• [Set problem 1]:
Copy out the records word for word, starting at their first line and ending at the line that contains "[283,139,335,179]", including both of those lines.

Jimmy Page initially rounded up Robert Plant, John Paul Jones, and John Bonham (Bonham off of Plant’s suggestion) in part to fulfill a contractual obligation to play The Yardbirds tour dates in Scandinavia. Page had also wanted to form a supergroup for years, and he got it with the band that would become Led Zeppelin. Their first album, Led Zeppelin, was released on January 12, 1969, and marked the beginning of the band that would come to dominate the 1970s. Combining precision riffage and drumming with whimsical, sexually-charged vocals and the occasional literary allusion earned Led Zeppelin many, many fans. Here are some facts about the band you’ll find interesting whether you give them a whole lotta love or not.
1. TERRY REID PASSED ON JOINING THE GROUP.
The then-19-year-old singer of Peter Jay and the Jaywalkers had just been signed by a producer who was looking to make Reid a solo artist. So he told Jimmy Page no, and suggested that he offer the gig to Robert Plant, who he said looked "like a Greek god."
2. THEY FIRST PERFORMED AS THE NEW YARDBIRDS.
Page, Plant, Jones, and Bonham’s first show together took place after just 15 hours of practicing together at the Gladsaxe Teen Club in Gladsaxe, Denmark, at 5:30 p.m. local time on Saturday, September 7, 1968. The set list included “You Shook Me,” “Dazed and Confused,” and “Train Kept-A-Rollin.”
3. THEY GOT THE BAND'S NAME FROM THE WHO'S KEITH MOON AND JOHN ENTWISTLE. (MAYBE.)

• [Source records]:

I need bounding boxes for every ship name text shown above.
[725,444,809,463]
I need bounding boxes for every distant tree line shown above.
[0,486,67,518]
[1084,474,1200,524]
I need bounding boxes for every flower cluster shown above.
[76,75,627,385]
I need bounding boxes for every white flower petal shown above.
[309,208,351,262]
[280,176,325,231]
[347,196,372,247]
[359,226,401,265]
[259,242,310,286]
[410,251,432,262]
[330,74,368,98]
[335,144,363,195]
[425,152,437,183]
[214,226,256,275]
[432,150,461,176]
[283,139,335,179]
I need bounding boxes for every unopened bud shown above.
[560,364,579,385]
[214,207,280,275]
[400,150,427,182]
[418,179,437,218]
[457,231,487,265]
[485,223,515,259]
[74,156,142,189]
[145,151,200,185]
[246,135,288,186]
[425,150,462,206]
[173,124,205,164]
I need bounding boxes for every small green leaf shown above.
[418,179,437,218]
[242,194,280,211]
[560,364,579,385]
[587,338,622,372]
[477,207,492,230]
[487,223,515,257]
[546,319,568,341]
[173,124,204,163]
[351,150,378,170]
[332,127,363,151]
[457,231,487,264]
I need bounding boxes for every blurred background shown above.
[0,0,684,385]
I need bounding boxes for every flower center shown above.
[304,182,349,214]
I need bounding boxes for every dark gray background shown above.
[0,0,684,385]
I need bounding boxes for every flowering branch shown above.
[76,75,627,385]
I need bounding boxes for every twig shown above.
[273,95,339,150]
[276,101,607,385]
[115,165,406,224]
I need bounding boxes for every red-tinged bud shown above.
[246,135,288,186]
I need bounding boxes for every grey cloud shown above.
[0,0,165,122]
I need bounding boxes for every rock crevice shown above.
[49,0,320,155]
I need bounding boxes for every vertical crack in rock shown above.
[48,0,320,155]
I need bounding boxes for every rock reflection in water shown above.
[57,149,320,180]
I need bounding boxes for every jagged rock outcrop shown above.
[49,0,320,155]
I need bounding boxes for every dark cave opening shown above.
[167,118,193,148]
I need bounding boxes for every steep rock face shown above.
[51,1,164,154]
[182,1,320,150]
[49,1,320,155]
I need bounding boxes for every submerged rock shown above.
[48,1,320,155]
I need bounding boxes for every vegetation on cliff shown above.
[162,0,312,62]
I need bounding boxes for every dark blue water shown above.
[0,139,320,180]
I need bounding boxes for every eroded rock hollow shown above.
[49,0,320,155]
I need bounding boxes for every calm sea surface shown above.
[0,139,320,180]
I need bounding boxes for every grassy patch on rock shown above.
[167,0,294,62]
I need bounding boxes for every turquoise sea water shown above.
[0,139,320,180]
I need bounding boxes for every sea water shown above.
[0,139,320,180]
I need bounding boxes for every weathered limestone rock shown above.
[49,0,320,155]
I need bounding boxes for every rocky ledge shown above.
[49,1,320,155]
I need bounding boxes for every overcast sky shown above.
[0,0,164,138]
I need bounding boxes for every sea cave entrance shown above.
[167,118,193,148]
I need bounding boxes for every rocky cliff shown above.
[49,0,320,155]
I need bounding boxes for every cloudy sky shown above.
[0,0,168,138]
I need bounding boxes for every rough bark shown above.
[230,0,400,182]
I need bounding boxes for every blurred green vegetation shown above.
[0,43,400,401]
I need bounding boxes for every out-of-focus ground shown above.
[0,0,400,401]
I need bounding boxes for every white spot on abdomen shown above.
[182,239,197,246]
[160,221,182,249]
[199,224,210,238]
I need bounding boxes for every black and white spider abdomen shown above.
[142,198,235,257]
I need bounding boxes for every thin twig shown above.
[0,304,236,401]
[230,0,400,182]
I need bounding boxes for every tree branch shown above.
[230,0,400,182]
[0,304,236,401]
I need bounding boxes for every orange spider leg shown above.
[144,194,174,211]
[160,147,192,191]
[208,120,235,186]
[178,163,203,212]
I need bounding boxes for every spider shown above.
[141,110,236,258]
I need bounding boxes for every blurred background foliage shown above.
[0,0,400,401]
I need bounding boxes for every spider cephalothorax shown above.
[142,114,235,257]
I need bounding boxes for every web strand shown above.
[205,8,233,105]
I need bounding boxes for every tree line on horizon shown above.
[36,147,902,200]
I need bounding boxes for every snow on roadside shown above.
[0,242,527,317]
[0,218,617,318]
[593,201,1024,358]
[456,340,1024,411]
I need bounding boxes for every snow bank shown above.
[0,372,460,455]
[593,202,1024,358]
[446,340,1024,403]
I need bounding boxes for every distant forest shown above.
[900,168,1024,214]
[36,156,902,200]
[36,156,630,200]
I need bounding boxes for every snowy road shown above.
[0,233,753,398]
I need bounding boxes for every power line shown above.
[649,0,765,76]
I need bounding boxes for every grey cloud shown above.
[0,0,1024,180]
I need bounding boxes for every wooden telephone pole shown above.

• [Set problem 2]:
According to the text about Led Zeppelin's early history, where did Page, Plant, Jones, and Bonham play their first show together?

• [Final result 1]:
I need bounding boxes for every ship name text shown above.
[725,444,809,463]
I need bounding boxes for every distant tree line shown above.
[0,486,67,518]
[1084,474,1200,524]
I need bounding boxes for every flower cluster shown above.
[76,75,627,385]
I need bounding boxes for every white flower petal shown above.
[309,208,351,262]
[280,176,325,231]
[347,196,372,247]
[359,226,401,265]
[259,242,310,286]
[410,251,432,262]
[330,74,368,98]
[335,144,363,195]
[425,152,437,183]
[214,226,256,275]
[432,150,461,176]
[283,139,335,179]

• [Final result 2]:
At the Gladsaxe Teen Club in Gladsaxe, Denmark.